[Natural-language object grounding data]
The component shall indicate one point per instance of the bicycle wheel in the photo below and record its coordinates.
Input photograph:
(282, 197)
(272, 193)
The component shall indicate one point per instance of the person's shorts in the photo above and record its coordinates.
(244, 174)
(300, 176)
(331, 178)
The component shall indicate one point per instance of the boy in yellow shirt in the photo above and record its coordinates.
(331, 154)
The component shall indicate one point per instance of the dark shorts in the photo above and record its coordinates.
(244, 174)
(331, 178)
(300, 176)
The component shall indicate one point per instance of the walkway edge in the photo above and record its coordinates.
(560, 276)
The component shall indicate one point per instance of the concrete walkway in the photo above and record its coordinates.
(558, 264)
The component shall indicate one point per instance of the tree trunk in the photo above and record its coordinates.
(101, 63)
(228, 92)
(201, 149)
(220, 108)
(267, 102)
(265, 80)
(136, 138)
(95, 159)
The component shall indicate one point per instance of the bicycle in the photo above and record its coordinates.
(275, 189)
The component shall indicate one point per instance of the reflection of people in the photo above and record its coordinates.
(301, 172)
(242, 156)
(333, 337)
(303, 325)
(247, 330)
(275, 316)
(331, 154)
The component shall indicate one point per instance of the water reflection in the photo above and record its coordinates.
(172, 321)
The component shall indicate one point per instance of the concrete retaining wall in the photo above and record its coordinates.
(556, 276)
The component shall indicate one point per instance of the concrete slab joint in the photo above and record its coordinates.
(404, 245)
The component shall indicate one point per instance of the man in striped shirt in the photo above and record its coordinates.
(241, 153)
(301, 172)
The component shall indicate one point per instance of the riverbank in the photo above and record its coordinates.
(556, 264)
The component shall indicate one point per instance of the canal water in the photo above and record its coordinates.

> [INSTRUCTIONS FOR THE TASK]
Every record is to be repeated exactly as written.

> [RESULT OF THIS EXERCISE]
The component shall indicate one point per instance of the bicycle wheel in the photo below and record its coordinates.
Input photograph:
(282, 197)
(272, 193)
The component shall indicate one point per instance of the person's shorts in the photo above and record its coordinates.
(244, 174)
(300, 176)
(331, 178)
The component shall indicate one point per instance of the boy in yellow shirt in the photo above and record its coordinates.
(331, 154)
The component shall indicate one point per instance of the dark shorts in the photo above and record its coordinates.
(244, 174)
(331, 178)
(300, 176)
The component shall indicate one point per instance of the walkway edge in the photo above and record its coordinates.
(560, 276)
The component shall indicate one point per instance of the concrete walkway in the photo above and record its coordinates.
(558, 264)
The component shall indicate one point per instance of the tree trunk in the photo above and record its coordinates.
(101, 63)
(228, 92)
(201, 149)
(220, 108)
(267, 102)
(265, 80)
(136, 138)
(95, 159)
The component shall indicate one point per instance of the bicycle in the photo above and record its coordinates.
(275, 189)
The component shall indicate one point per instance of the reflection of people in the photo above and record its coordinates.
(301, 172)
(242, 156)
(333, 337)
(303, 325)
(247, 330)
(275, 316)
(331, 154)
The component shall indicate one point per instance of the water reflection in the photo above and record its coordinates.
(172, 321)
The component shall indicate one point per instance of the concrete retaining wall in the photo above and record its coordinates.
(556, 276)
The component shall indicate one point per instance of the concrete slab joint in the photo above and record its coordinates.
(404, 245)
The component shall indicate one point per instance of the man in striped shirt in the photo above and record its coordinates.
(241, 153)
(301, 172)
The component shall indicate one point per instance of the riverbank in the photo above and record its coordinates.
(556, 264)
The component shall indicate one point per instance of the canal water in the photo above and record its coordinates.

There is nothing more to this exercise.